# [Action item]
Could you duplicate the hangover passage exactly, starting with "The fact that" and going on through "you were fatter."?

Selected passage below:

One of the first signs that you're not in your early twenties any more is an inability to pull an all-nighter without feeling like you're moments from death the following day. Then you go to an epic party and suddenly it takes so much longer to recover from an equally epic hangover. So what's going on?

Hangovers are fairly simple to explain - it's basically your body trying to filter out an excessive amount of toxins that didn't taste nearly so toxic when you were chugging down your eighth beer the night before. Alcohol irritates the stomach lining, dehydrates you, and depletes blood glucose levels, potentially making you nauseous, tired, sluggish, and irritable.

Our liver processes alcohol by oxidising it with the help of several enzymes, most notably alcohol dehydrogenase. As a byproduct, you get a highly toxic compound called acetaldehyde, which is carcinogenic and causes cell and tissue damage.

Thankfully, acetaldehyde doesn't hang around in the body for too long. It's unstable and quickly gets broken down into a less toxic - but still bad - substance called acetate. However, there's only so much the liver can do to take care of this process efficiently. We can metabolise about one drink per hour, and the alcohol does build up in the body. It's hypothesised that the huge hangover you get after drinking too much is largely due to acetaldehyde flooding your bloodstream.

So why do hangovers hit us so much harder as we age? "Many factors appear to be involved in worsening of hangover in old age. One is that the liver capacity to cope with the toxicity of acetaldehyde decreases as we get old," toxicology researcher Young Chul Kim explains to Melissa Dahl over at NBC News. One of the antioxidants that helps the liver deal with acetaldehyde is called glutathione, and Kim has studied its performance in lab mice. "Our data indicated that, as age increases, glutathione generation capacity is decreased, so cells may not be recovered or repaired rapidly."

The fact that the body slows down as we age isn't really surprising, but there's more to hangovers that just slower liver function. As you get older, you might pack on extra weight, which also changes how you experience the effects of alcohol. "When one's body weight has increased, blood alcohol level decreases because of its wide distribution into body mass and fat, which leads one to drink extra glasses without realising it, subsequently resulting in generation of more acetaldehyde," says Kim.

Losing weight might lead to worse hangovers, too - if you keep drinking the way you did when you were fatter.

In the end, increasingly bad hangovers are simply a reminder that you really are not that young anymore, and maybe should tone down your drinking a bit. Not least because for now, science has not come up with a hangover cure - no matter how many burgers you chow down on at 3am, it probably won't help.

End of Selected passage.
Information given below:

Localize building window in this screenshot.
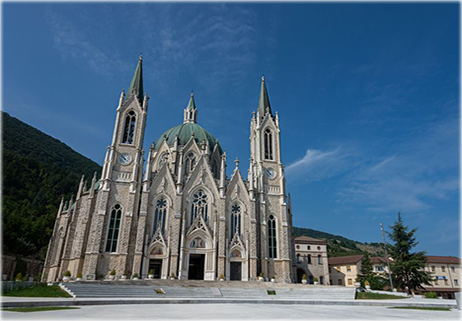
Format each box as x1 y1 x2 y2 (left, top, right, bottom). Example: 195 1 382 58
152 198 167 234
106 204 122 252
158 153 167 169
190 189 208 224
184 153 196 175
268 215 277 259
265 128 273 160
122 110 136 144
231 204 241 237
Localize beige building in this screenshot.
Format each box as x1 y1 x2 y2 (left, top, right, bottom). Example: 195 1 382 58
294 236 329 285
417 256 461 299
43 57 293 282
329 255 363 287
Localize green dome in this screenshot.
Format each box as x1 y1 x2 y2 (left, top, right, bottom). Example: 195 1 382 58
154 123 223 154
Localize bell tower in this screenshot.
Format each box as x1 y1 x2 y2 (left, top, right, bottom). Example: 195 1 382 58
250 77 292 282
82 57 149 280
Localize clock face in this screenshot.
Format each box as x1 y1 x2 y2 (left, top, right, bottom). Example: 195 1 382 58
265 168 276 179
119 154 132 165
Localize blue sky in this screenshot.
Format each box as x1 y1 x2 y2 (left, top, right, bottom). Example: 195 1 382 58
2 2 460 255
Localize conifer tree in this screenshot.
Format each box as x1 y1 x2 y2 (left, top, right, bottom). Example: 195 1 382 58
387 212 432 295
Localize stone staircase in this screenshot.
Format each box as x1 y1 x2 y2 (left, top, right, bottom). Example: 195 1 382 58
62 280 355 301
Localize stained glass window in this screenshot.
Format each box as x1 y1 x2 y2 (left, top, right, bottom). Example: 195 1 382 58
106 204 122 252
190 189 208 224
152 198 167 234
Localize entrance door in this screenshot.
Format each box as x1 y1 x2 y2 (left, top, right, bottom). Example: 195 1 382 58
149 259 162 279
230 262 242 281
188 254 205 280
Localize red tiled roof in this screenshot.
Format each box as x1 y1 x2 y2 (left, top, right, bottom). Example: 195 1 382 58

End of Information given.

# [Your solution]
The fact that the body slows down as we age isn't really surprising, but there's more to hangovers that just slower liver function. As you get older, you might pack on extra weight, which also changes how you experience the effects of alcohol. "When one's body weight has increased, blood alcohol level decreases because of its wide distribution into body mass and fat, which leads one to drink extra glasses without realising it, subsequently resulting in generation of more acetaldehyde," says Kim.

Losing weight might lead to worse hangovers, too - if you keep drinking the way you did when you were fatter.